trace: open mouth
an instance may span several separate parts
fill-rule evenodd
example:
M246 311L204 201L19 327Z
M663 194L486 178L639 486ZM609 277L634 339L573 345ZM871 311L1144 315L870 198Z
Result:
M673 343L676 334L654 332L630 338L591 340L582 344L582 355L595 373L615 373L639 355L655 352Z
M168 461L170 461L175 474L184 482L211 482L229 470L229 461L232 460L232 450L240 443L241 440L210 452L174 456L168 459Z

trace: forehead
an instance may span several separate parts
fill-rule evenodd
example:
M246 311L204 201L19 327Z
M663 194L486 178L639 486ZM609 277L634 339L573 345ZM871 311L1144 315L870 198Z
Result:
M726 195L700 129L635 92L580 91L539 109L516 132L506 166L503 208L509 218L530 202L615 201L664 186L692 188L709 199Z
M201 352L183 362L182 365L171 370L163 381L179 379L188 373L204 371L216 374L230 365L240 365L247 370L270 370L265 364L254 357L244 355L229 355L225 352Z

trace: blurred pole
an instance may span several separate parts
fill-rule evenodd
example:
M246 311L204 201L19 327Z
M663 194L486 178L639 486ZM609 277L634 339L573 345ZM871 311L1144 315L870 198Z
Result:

--

Given instruction
Rewrite all of the rows above, changing every "trace" to "outline" and leaving everything else untouched.

Written response
outline: open mouth
an instance may span several separate parts
fill-rule evenodd
example:
M246 311L204 201L19 327Z
M663 194L486 178L639 486ZM609 277L634 339L573 345ZM871 311L1144 315L870 198Z
Result:
M673 343L676 334L654 332L630 338L591 340L582 344L582 355L595 373L615 373L639 355L655 352Z
M168 461L170 461L175 474L184 482L211 482L229 470L229 461L232 460L232 450L240 443L241 440L210 452L174 456L168 459Z

outline: forehead
an instance may span several separate parts
fill-rule evenodd
example:
M246 311L204 201L19 327Z
M663 194L486 178L639 486ZM609 277L634 339L573 345ZM871 311L1144 315L870 198Z
Result:
M726 195L700 129L635 92L580 91L539 109L516 132L506 166L503 208L509 218L530 202L615 201L664 186L692 188L709 199Z
M201 352L183 362L182 365L171 370L163 381L179 379L188 373L204 371L216 374L230 365L240 365L247 370L270 370L265 364L254 357L244 355L229 355L225 352Z

outline: blurred pole
an instance may span several separate parts
fill-rule evenodd
example:
M246 311L204 201L19 327Z
M663 194L486 178L639 486ZM609 277L634 339L573 345ZM871 311L1144 315L870 198Z
Result:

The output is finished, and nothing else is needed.